Exercise A:
In the iron fish article below, what share of the world's population does iron deficiency affect?
Exercise B:
Write the next part of the iron fish article, picking up after its final sentence.

Page text:
++++++++++++++++++++

Saving Lives One Fish at a Time
Sometimes low-tech design is the best. And easy, elegant solutions are the ones that work. (Because complicated is a lot easier to mess up than simple.) This is the story of a fish. A lucky fish. A lucky, iron fish that is helping improve and even save lives in Cambodia, one cooking pot at a time.
According to Smithsonian (what can I say, I love Smithsonian), iron deficiency is one of the most common nutritional problems affecting almost half of the world’s population. (Almost half, wow.) About one half of that half have iron deficiency anemia which means their iron levels are so low that it can cause symptoms that can range from dizziness to cognitive impairment even to death. That is about quarter of the people on the planet. A quarter.

++++++++++++++++++++

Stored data
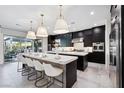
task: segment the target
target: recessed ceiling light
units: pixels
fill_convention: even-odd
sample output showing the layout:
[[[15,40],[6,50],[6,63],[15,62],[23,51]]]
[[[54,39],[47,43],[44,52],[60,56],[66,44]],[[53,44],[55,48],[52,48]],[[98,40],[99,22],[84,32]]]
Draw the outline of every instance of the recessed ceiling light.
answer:
[[[91,12],[90,12],[90,15],[94,15],[94,12],[93,12],[93,11],[91,11]]]

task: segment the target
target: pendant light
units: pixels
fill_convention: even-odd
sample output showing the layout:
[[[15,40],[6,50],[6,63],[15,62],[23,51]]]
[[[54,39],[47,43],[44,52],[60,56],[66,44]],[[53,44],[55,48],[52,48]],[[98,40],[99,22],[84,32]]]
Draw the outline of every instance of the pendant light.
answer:
[[[43,24],[43,14],[41,14],[42,17],[42,23],[41,26],[38,28],[36,36],[38,37],[48,37],[48,33],[47,33],[47,29],[45,28],[44,24]]]
[[[30,23],[31,23],[31,29],[30,29],[30,31],[28,31],[26,38],[28,38],[28,39],[36,39],[35,32],[32,31],[32,21],[30,21]]]
[[[68,25],[62,15],[62,5],[60,5],[60,15],[56,21],[54,33],[63,34],[63,33],[68,33],[68,32],[69,32]]]

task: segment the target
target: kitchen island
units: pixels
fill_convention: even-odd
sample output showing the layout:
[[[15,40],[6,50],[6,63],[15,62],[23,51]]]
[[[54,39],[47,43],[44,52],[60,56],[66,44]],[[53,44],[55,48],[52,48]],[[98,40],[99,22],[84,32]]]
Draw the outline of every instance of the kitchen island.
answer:
[[[24,57],[38,60],[41,63],[52,64],[63,69],[63,86],[70,88],[77,81],[77,57],[43,53],[23,53]]]
[[[56,54],[55,51],[48,51],[47,53],[50,54]],[[87,55],[89,54],[88,52],[77,52],[77,51],[72,51],[72,52],[57,52],[60,55],[68,55],[68,56],[76,56],[78,57],[77,59],[77,69],[84,71],[87,66],[88,66],[88,61],[87,61]]]

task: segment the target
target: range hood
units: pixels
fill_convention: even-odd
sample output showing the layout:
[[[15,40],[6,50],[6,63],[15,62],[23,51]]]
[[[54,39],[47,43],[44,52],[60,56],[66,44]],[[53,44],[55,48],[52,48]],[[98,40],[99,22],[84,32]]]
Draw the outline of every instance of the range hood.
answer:
[[[74,38],[72,39],[72,43],[82,43],[83,42],[83,38]]]

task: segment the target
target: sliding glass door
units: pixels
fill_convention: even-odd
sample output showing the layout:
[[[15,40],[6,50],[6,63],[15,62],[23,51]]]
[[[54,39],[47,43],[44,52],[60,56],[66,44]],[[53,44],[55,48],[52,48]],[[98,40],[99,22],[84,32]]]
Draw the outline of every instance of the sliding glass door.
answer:
[[[4,36],[4,61],[16,62],[16,55],[33,50],[32,40],[15,36]]]

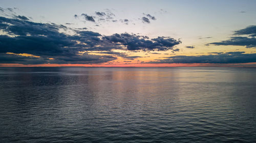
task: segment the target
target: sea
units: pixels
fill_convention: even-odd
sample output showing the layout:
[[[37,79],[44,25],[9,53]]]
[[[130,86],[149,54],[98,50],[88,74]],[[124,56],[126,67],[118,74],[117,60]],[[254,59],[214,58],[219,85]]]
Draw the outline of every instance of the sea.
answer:
[[[0,142],[256,142],[256,68],[1,67]]]

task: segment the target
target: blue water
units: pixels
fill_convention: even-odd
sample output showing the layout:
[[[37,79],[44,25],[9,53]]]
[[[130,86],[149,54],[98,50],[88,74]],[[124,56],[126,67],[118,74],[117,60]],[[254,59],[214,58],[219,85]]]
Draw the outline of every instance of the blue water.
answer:
[[[0,142],[256,142],[255,74],[0,68]]]

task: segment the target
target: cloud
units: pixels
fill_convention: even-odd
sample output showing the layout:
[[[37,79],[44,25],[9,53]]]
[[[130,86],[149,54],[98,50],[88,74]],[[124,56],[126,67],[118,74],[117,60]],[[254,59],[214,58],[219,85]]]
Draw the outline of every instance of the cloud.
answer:
[[[142,22],[150,23],[150,19],[148,19],[148,18],[146,18],[146,17],[142,17]]]
[[[3,8],[0,7],[0,11],[2,12],[5,12],[5,10],[4,10]]]
[[[227,40],[209,43],[215,45],[244,46],[247,48],[256,48],[256,25],[250,25],[245,28],[236,31],[234,35],[247,35],[249,37],[232,37]]]
[[[13,11],[13,10],[12,8],[7,8],[6,9],[10,12],[12,12]]]
[[[82,13],[82,14],[81,14],[81,15],[83,16],[86,20],[94,22],[95,22],[95,20],[94,20],[93,17],[91,16],[89,16],[87,14],[84,14],[84,13]]]
[[[152,16],[151,15],[149,14],[145,14],[144,13],[143,13],[143,14],[144,15],[146,15],[147,17],[150,18],[150,19],[151,19],[152,20],[156,20],[156,18],[155,17],[155,16]]]
[[[18,18],[19,19],[22,19],[22,20],[29,20],[29,19],[27,18],[27,17],[25,16],[20,16],[20,15],[18,15],[18,16],[15,16],[15,17]]]
[[[106,15],[106,14],[104,12],[95,12],[96,15],[100,16],[103,16]]]
[[[181,41],[173,38],[166,38],[164,37],[147,40],[143,37],[127,33],[115,34],[112,36],[103,37],[102,38],[110,42],[120,43],[126,46],[129,50],[172,50],[173,46],[181,43]]]
[[[198,39],[209,39],[209,38],[212,38],[212,37],[200,37]]]
[[[104,63],[118,56],[129,60],[140,57],[113,50],[174,52],[176,49],[173,46],[181,43],[170,37],[150,39],[133,34],[103,36],[85,31],[86,28],[71,29],[61,24],[37,23],[24,19],[0,17],[0,28],[6,33],[0,35],[0,63]],[[60,32],[67,29],[72,31],[72,35]],[[109,55],[98,55],[95,51]]]
[[[256,53],[245,53],[245,52],[215,53],[216,55],[198,56],[176,55],[166,57],[166,59],[155,60],[148,63],[245,63],[256,62]]]
[[[194,49],[195,48],[195,46],[185,46],[185,47],[187,48],[190,48],[190,49]]]

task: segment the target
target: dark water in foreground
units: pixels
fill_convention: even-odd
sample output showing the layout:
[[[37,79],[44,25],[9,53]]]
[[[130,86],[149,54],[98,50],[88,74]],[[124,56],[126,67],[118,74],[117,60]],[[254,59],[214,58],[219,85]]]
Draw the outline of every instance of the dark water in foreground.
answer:
[[[256,142],[255,73],[0,68],[0,142]]]

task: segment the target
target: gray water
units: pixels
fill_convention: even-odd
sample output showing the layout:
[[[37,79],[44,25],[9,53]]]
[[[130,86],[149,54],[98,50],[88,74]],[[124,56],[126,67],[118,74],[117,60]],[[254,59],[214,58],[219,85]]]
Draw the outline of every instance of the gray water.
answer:
[[[0,68],[0,142],[255,142],[255,73]]]

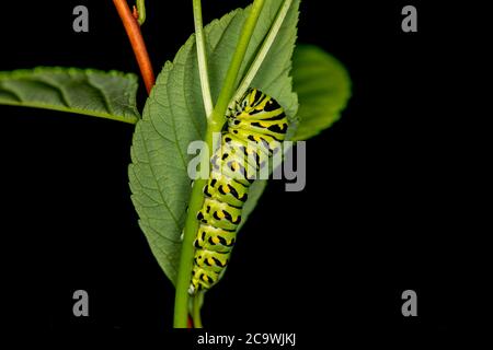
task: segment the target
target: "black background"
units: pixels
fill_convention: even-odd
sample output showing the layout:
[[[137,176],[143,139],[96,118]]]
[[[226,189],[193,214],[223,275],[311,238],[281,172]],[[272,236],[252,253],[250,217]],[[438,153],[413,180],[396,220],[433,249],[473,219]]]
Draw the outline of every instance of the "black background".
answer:
[[[203,2],[207,23],[249,1]],[[308,141],[306,189],[270,183],[206,298],[204,323],[305,339],[349,331],[405,340],[479,326],[490,275],[474,237],[485,232],[469,215],[474,183],[455,86],[465,26],[454,24],[478,9],[322,2],[302,1],[299,42],[346,65],[353,97],[339,122]],[[192,1],[167,3],[148,1],[142,27],[157,72],[193,32]],[[72,31],[77,4],[89,8],[89,33]],[[405,4],[417,8],[417,33],[401,31]],[[18,1],[2,12],[0,70],[138,72],[111,1]],[[140,108],[145,97],[141,86]],[[129,199],[133,126],[9,106],[0,115],[2,292],[12,307],[1,317],[54,334],[170,329],[174,290]],[[78,289],[89,292],[90,317],[71,314]],[[408,289],[419,298],[414,318],[401,314]]]

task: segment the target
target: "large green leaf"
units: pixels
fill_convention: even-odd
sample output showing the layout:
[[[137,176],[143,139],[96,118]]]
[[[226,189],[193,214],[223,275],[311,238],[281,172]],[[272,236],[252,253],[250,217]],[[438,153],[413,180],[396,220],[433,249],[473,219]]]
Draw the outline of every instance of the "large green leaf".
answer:
[[[0,104],[55,109],[135,124],[137,77],[39,67],[0,72]]]
[[[344,66],[321,48],[298,45],[293,56],[293,84],[299,98],[295,140],[307,140],[336,121],[351,97]]]
[[[240,79],[274,21],[282,0],[267,1],[250,42]],[[252,85],[275,97],[288,117],[297,112],[297,97],[289,78],[296,40],[299,0],[295,0],[264,65]],[[216,101],[233,55],[239,34],[249,14],[236,10],[205,27],[210,89]],[[131,148],[129,180],[139,223],[165,275],[174,283],[181,250],[180,235],[191,195],[187,176],[187,147],[200,140],[206,129],[197,70],[195,38],[192,35],[167,62],[136,127]],[[261,185],[259,185],[261,186]],[[256,190],[255,190],[256,192]],[[261,191],[260,191],[261,192]],[[252,196],[252,202],[259,196]],[[245,206],[245,215],[253,209]]]

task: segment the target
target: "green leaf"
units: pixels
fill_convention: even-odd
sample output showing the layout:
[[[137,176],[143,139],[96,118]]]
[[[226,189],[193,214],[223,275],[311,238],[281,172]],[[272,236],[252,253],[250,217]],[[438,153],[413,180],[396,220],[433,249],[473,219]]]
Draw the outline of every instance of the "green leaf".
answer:
[[[0,104],[83,114],[135,124],[137,77],[49,68],[0,72]]]
[[[317,46],[296,47],[293,84],[300,104],[294,140],[307,140],[329,128],[341,117],[351,97],[351,79],[346,69]]]
[[[238,82],[268,32],[282,0],[265,3],[250,42]],[[290,57],[296,40],[299,0],[289,13],[252,86],[272,95],[294,118],[298,102],[291,91]],[[249,8],[232,11],[205,27],[213,101],[216,101]],[[192,35],[158,75],[131,148],[129,180],[139,223],[165,275],[174,283],[181,250],[181,232],[191,195],[187,147],[203,140],[206,117],[202,101],[195,38]],[[262,186],[262,185],[257,185]],[[255,198],[245,205],[248,215]],[[249,199],[250,201],[250,199]]]

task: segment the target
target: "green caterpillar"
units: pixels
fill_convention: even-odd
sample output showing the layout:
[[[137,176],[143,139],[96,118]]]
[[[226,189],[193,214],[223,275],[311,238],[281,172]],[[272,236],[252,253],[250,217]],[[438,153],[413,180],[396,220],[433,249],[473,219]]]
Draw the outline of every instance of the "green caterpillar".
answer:
[[[280,150],[288,128],[279,104],[256,89],[249,89],[226,117],[221,147],[210,159],[205,200],[197,213],[199,226],[190,294],[210,289],[222,277],[250,185]]]

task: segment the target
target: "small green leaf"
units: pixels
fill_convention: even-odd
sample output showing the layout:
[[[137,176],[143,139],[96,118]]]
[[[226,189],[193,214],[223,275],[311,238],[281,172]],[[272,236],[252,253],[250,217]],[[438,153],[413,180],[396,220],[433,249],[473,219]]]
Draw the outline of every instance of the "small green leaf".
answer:
[[[272,0],[264,4],[240,69],[239,81],[268,32],[280,3],[282,0]],[[298,5],[299,0],[294,1],[278,37],[252,83],[252,86],[275,97],[290,118],[295,117],[298,107],[289,78]],[[219,95],[249,9],[232,11],[204,28],[213,101]],[[167,62],[158,75],[142,119],[135,130],[133,164],[129,166],[133,201],[140,218],[140,228],[173,283],[181,250],[180,235],[192,189],[186,168],[193,155],[187,154],[187,147],[192,141],[203,140],[205,129],[195,37],[192,35],[173,62]],[[262,184],[256,186],[263,187]],[[260,190],[252,190],[253,194],[261,194]],[[253,195],[249,199],[245,215],[259,197]]]
[[[137,77],[117,71],[38,67],[0,72],[0,104],[135,124]]]
[[[307,140],[341,117],[351,97],[344,66],[317,46],[298,45],[293,56],[293,84],[299,100],[294,140]]]

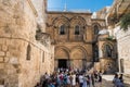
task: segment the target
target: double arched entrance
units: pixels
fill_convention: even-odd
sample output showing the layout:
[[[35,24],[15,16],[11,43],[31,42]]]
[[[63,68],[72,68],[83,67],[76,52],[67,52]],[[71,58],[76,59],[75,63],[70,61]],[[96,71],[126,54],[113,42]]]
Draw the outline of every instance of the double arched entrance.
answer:
[[[56,47],[55,48],[55,69],[86,69],[87,51],[81,46]]]

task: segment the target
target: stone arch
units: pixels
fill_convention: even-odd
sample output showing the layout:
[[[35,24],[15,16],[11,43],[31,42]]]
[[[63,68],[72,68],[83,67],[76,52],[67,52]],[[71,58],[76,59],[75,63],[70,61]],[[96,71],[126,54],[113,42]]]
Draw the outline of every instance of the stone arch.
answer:
[[[55,59],[69,59],[69,49],[66,47],[56,47]]]
[[[102,27],[101,27],[101,25],[99,23],[93,23],[92,28],[93,28],[93,34],[98,35]]]
[[[66,16],[57,16],[52,22],[53,27],[61,27],[62,25],[65,25],[66,27],[69,27],[69,18]]]
[[[102,46],[103,57],[113,58],[114,45],[110,42],[105,42]]]
[[[70,59],[86,59],[87,51],[81,46],[76,46],[70,50]]]

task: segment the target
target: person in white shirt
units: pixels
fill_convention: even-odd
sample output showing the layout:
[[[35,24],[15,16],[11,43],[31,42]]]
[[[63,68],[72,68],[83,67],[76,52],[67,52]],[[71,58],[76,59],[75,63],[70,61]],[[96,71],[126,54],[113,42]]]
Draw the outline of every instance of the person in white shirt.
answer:
[[[80,87],[82,87],[82,85],[83,85],[83,76],[82,76],[82,74],[79,75],[79,85],[80,85]]]
[[[73,87],[75,87],[76,86],[76,74],[73,73],[72,77],[73,77],[72,85]]]

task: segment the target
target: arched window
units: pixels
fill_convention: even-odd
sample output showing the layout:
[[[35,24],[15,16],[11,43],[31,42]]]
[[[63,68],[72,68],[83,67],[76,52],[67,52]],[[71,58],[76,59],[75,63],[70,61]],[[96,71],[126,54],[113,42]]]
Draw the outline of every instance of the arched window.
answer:
[[[75,35],[79,35],[80,27],[78,25],[75,26]]]
[[[112,48],[109,45],[106,45],[105,48],[104,48],[104,51],[105,51],[105,57],[112,57]]]
[[[60,35],[65,35],[65,25],[60,27]]]
[[[94,25],[94,35],[98,35],[98,34],[99,34],[99,26]]]

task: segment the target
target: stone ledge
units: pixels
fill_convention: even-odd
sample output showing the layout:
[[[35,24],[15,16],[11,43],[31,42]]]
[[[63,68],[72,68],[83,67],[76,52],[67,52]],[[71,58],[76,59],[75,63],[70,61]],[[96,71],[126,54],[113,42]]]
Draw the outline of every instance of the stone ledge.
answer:
[[[28,3],[29,3],[29,5],[30,5],[30,8],[31,8],[31,10],[32,10],[32,12],[34,12],[34,14],[35,14],[36,16],[38,16],[37,10],[35,9],[31,0],[27,0],[27,1],[28,1]]]

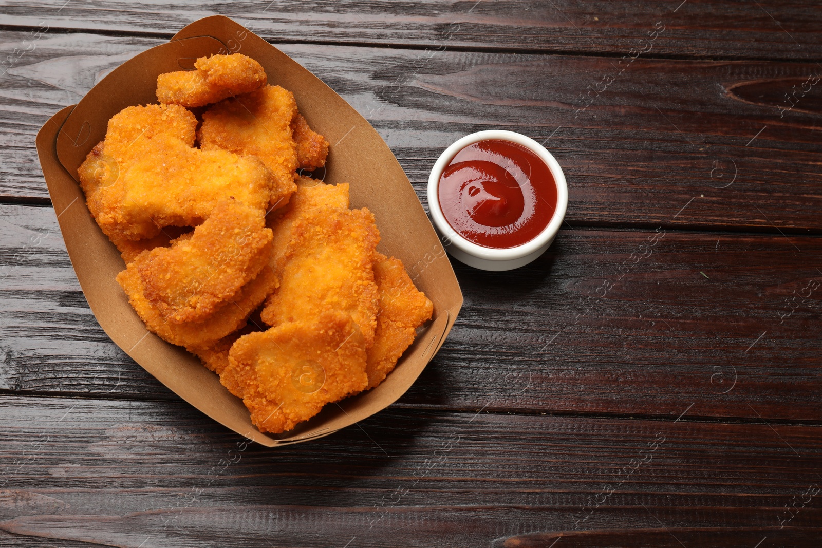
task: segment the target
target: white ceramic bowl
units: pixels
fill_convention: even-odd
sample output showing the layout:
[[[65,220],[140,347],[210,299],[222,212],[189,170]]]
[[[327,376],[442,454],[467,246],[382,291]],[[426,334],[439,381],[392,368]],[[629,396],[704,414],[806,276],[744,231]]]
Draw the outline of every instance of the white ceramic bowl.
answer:
[[[451,228],[440,208],[439,186],[443,170],[456,154],[466,146],[489,139],[507,140],[529,149],[545,162],[556,182],[556,209],[551,221],[533,240],[515,247],[495,249],[469,242]],[[566,209],[568,207],[568,185],[566,183],[565,173],[562,173],[562,168],[554,157],[545,150],[544,146],[530,137],[502,130],[478,131],[459,139],[440,154],[428,177],[428,207],[434,228],[440,235],[442,245],[451,256],[469,266],[483,270],[511,270],[524,266],[537,259],[554,241],[556,232],[562,224],[562,219],[565,219]]]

++++++++++++++++++++

Response area A:
Almost half of the world's population.

Response area B:
Eating right (meat, eggs and leafy greens) keeps most of the developed half of the world from suffering from iron deficiency, but that is not a realistic option for the rest of the population. What is a realistic solution? Putting a small lump of iron in your cooking pot. The iron leaches out the lump into the food; the food gets the iron into the blood. But who wants a lump of iron in their cooking pot. No one, it would seem. But, if the lump of iron is in the shape of an awfully cute, lucky fish. Well, that works. Because who wouldn’t want a lucky fish in their cooking pot?